Increased levels of enolase have also been identified in patients who have suffered a recent myocardial infarction or cerebrovascular accident. It has been inferred that levels of CSF neuron-specific enolase, serum NSE, and creatine kinase (type BB) are indicative in the prognostic assessment of cardiac arrest victims. Other studies have focused on the prognostic value of NSE values in cerebrovascular accident victims.

Autoantibodies to alpha-enolase are associated with rheumatoid arthritis and the rare syndrome called Hashimoto's encephalopathy.

Complete the following:
1: Answer these questions using the passage on enolase:
(a) Increased enolase levels have been identified in patients who recently suffered which two events?
(b) Which three measures are described as indicative in the prognostic assessment of cardiac arrest victims?
(c) Autoantibodies to alpha-enolase are associated with which two conditions?
2: Transcribe the part of the passage on enolase starting at "Increased levels of" and ending at "cerebrovascular accident victims.".

Records provided:

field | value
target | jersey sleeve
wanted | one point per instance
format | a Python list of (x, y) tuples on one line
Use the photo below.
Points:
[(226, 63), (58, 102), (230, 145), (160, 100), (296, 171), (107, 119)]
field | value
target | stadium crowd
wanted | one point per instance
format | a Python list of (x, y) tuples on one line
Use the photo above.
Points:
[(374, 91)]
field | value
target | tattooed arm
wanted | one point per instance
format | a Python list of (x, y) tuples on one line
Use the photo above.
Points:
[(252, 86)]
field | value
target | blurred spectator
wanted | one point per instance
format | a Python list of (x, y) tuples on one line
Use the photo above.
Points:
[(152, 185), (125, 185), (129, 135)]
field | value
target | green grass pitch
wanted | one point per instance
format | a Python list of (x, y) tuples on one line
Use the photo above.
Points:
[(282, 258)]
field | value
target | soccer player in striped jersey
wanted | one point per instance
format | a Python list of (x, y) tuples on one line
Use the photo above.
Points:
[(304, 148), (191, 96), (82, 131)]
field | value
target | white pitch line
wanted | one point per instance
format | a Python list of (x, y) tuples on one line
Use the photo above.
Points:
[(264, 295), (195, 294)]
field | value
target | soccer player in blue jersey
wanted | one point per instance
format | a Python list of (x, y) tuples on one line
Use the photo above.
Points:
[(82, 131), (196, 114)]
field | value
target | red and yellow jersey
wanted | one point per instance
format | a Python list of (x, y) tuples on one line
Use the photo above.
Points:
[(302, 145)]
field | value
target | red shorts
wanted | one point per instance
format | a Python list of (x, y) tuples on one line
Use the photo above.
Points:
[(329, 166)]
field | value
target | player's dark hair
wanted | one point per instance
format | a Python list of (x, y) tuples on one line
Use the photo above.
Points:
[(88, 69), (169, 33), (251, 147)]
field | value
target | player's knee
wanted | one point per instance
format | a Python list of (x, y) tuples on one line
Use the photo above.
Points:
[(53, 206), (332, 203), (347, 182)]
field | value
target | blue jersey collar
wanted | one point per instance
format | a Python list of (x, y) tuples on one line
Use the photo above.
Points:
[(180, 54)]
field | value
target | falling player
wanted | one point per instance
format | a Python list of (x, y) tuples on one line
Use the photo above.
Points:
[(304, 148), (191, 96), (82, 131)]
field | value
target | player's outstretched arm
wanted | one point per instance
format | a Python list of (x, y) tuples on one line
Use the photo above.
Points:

Results:
1:
(a) A myocardial infarction or a cerebrovascular accident.
(b) CSF neuron-specific enolase, serum NSE, and creatine kinase (type BB).
(c) Rheumatoid arthritis and Hashimoto's encephalopathy.

2:
Increased levels of enolase have also been identified in patients who have suffered a recent myocardial infarction or cerebrovascular accident. It has been inferred that levels of CSF neuron-specific enolase, serum NSE, and creatine kinase (type BB) are indicative in the prognostic assessment of cardiac arrest victims. Other studies have focused on the prognostic value of NSE values in cerebrovascular accident victims.